Tugas yang Diberikan 1:
Jawablah pertanyaan berikut berdasarkan teks tentang pencapaian siswa.
(a) Berapa persen siswa yang mencapai high international benchmark untuk sains?
(b) Berapa persen siswa yang belum mencapai low international benchmark untuk sains?
(c) Menurut teks, mengapa siswa Indonesia tetap berada di peringkat bawah dalam membaca meskipun ada tren kenaikan?

Bagian Dokumen:

"""

Tingkat pencapaian tertinggi, yaitu advanced international benchmark, antara lain, meliputi kemampuan memanfaatkan informasi dari berbagai sumber, mengambil kesimpulan dan melakukan generalisasi, dan menyelesaikan masalah-masalah yang membutuhkan beberapa tahapan penyelesaian.

Untuk sains, tidak ada siswa kita yang mencapai advanced international benchmark, 3% siswa mencapai high international benchmark (turun dari 4% di 2007), 19% mencapai intermediate benchmark (turun dari 27% di 2007), dan 54% mencapai low international benchmark (turun dari 65% di 2007). Artinya, 46% siswa belum berhasil mencapai kategori terendah tersebut, yang menggambarkan pengenalan siswa akan fakta-fakta dasar di bidang sains dan kemampuan menginterpretasi diagram yang sederhana, melengkapi tabel sederhana dan mengaplikasikan pengetahuan-pengetahuan dasar ke dalam situasi nyata.

Advanced international benchmark, antara lain, menggambarkan kemampuan siswa dalam mengomunikasikan konsep-konsep yang abstrak dan kompleks di bidang sains serta mengombinasikan informasi dari berbagai sumber untuk menyelesaikan masalahmasalah dan mengambil kesimpulan.

Pencapaian siswa kelas empat dalam membaca relatif lebih baik jika dibandingkan dengan pencapaian siswa kelas delapan dalam matematika dan sains. Tidak ada siswa kita yang mencapai advanced international benchmark, 4% mencapai high international benchmark (naik dari 2% di 2006), 28% mencapai intermediate bench mark (naik dari 19% di 2006), dan 66% mencapai low international benchmark (naik dari 54% di 2007). Artinya, 34% siswa masih belum mampu menemukan hal-hal spesifik ataupun informasi yang sesungguhnya telah dinyatakan secara eksplisit dalam teks yang diberikan. Meskipun ada tren kenaikan, secara rata-rata, posisi siswa-siswa Indonesia tetap berada di peringkat bawah karena siswa-siswa di negara-negara lain pun mengalami peningkatan dalam membaca.

"""

Tugas yang Diberikan 2:
Kutip tanpa perubahan semua baris catatan, mulai dari baris yang memuat "TARGET: bicycle front wheel" hingga baris terakhir catatan, dan kedua ujungnya ikut disertakan.

Bahan yang Tersedia:
"""

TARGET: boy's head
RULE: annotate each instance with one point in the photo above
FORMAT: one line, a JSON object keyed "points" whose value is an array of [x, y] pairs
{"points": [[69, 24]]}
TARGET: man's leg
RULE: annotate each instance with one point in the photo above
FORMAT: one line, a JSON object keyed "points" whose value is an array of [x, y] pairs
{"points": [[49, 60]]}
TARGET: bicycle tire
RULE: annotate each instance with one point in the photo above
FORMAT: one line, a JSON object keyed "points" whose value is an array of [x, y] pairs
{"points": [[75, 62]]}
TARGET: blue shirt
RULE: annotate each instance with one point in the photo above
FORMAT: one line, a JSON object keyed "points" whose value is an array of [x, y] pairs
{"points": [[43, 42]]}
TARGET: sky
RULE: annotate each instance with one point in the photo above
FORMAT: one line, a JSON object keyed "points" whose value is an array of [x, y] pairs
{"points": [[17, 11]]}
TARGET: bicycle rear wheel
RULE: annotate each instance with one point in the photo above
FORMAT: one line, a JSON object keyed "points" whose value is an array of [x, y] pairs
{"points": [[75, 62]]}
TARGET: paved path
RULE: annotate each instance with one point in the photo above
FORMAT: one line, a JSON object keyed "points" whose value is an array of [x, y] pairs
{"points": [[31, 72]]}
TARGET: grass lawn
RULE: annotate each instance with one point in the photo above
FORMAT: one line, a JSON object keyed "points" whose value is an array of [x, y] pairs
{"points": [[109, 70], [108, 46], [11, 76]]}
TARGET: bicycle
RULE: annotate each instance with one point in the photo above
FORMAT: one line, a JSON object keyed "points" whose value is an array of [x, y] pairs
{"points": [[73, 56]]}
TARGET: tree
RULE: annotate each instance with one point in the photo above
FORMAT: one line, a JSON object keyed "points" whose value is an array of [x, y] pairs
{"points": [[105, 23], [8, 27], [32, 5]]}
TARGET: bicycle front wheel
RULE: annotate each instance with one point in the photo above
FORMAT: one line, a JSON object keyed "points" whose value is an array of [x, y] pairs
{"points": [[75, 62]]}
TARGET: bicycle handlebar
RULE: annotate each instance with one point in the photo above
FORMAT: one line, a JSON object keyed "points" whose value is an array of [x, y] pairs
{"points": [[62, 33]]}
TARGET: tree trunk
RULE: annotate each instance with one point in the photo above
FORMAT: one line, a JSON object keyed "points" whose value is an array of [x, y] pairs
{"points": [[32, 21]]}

"""

Hasil 1:
(a) 3%.
(b) 46%.
(c) Siswa di negara-negara lain juga mengalami peningkatan dalam membaca.

Hasil 2:
TARGET: bicycle front wheel
RULE: annotate each instance with one point in the photo above
FORMAT: one line, a JSON object keyed "points" whose value is an array of [x, y] pairs
{"points": [[75, 62]]}
TARGET: bicycle handlebar
RULE: annotate each instance with one point in the photo above
FORMAT: one line, a JSON object keyed "points" whose value is an array of [x, y] pairs
{"points": [[62, 33]]}
TARGET: tree trunk
RULE: annotate each instance with one point in the photo above
FORMAT: one line, a JSON object keyed "points" whose value is an array of [x, y] pairs
{"points": [[32, 21]]}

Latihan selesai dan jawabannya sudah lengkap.